-- START --
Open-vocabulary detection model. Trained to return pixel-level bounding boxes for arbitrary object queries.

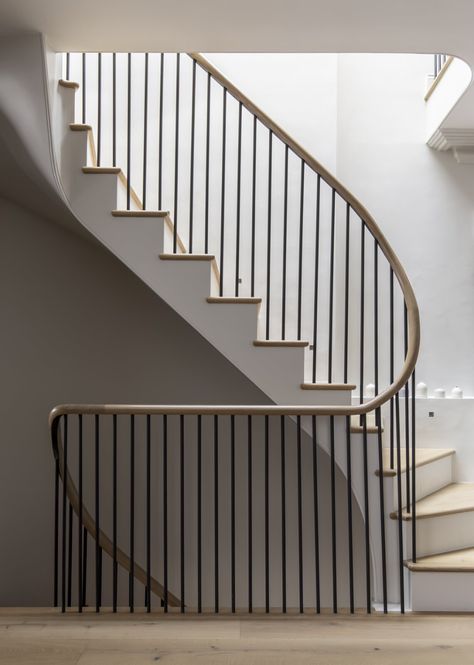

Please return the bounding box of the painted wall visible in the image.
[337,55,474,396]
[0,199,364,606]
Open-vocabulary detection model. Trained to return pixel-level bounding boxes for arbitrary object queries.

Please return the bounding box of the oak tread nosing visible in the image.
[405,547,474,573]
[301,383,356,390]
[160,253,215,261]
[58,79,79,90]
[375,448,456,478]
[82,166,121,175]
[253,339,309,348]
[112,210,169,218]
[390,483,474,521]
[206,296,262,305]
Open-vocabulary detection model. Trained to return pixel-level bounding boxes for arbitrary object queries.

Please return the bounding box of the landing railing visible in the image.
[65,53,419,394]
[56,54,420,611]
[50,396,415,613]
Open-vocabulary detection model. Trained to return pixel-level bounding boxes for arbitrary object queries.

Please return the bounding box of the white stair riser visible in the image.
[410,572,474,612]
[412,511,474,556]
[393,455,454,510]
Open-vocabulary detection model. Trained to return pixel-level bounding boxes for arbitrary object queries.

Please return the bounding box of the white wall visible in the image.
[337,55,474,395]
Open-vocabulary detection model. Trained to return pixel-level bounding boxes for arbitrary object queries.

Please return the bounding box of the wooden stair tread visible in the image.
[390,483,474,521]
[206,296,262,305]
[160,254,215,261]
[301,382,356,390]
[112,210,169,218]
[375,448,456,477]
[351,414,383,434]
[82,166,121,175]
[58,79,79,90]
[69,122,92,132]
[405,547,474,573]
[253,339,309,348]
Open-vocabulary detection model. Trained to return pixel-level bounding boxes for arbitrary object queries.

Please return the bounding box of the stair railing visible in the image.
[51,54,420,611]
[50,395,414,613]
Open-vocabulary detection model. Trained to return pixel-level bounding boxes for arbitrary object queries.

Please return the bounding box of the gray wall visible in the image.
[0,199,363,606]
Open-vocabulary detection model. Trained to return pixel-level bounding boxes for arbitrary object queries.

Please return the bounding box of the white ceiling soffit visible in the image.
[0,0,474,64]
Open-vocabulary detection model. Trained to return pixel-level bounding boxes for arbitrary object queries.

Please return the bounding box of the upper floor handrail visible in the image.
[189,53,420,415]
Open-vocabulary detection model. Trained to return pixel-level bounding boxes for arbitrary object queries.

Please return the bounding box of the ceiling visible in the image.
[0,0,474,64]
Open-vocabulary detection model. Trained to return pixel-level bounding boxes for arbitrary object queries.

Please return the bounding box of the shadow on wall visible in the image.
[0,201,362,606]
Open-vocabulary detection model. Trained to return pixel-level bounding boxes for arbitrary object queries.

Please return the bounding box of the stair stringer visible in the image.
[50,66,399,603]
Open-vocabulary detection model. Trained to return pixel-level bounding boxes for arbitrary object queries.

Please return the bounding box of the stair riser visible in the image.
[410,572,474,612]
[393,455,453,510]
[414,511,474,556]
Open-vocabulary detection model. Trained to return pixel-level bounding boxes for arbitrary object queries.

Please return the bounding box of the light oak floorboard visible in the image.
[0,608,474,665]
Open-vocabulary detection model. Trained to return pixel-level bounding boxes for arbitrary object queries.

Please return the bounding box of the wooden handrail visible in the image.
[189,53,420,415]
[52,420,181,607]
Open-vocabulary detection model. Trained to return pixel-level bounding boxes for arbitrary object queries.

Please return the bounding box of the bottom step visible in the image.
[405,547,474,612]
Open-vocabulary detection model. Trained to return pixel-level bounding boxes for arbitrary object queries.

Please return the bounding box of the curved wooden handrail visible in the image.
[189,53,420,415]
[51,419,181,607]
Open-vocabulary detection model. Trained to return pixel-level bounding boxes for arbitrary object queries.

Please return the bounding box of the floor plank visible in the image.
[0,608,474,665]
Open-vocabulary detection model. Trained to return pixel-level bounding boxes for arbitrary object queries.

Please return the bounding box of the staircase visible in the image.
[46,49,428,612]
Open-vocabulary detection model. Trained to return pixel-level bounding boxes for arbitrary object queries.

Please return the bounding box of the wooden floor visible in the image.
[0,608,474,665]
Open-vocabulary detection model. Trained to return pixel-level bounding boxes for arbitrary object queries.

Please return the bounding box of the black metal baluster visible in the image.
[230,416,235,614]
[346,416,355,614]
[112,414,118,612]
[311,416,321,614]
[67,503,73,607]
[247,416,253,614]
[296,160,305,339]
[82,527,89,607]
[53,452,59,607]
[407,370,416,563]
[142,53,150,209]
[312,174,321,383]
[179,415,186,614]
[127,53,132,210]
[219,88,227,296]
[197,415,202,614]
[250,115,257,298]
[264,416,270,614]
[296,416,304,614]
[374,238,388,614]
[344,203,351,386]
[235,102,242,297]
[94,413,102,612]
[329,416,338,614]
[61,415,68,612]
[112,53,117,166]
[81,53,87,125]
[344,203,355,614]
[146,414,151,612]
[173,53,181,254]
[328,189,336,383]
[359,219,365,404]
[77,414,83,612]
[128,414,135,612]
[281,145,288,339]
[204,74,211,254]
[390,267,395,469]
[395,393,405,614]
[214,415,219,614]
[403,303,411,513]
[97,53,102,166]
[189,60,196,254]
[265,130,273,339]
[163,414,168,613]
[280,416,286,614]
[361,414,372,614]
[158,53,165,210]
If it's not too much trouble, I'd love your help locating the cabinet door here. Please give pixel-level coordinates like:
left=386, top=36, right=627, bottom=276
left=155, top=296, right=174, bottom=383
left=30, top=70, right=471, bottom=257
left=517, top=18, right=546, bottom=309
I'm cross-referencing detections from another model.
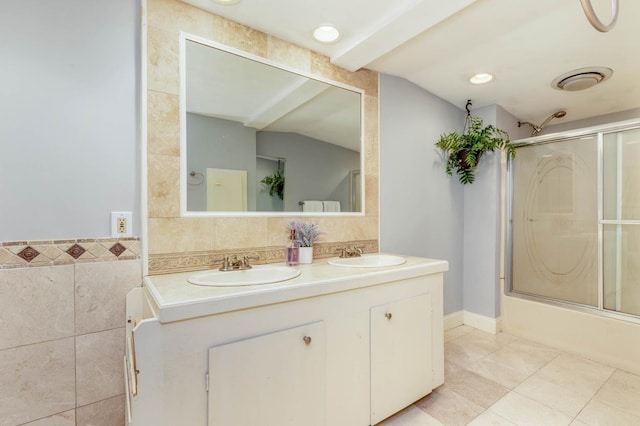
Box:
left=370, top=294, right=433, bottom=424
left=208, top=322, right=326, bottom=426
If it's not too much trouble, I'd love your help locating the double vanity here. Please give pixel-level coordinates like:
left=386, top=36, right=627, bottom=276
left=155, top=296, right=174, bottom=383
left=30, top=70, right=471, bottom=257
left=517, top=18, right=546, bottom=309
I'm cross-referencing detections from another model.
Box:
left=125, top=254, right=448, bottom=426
-- END --
* Job:
How many of the lines above contain the word "wooden", with case counting? Give only the number.

* Task response:
4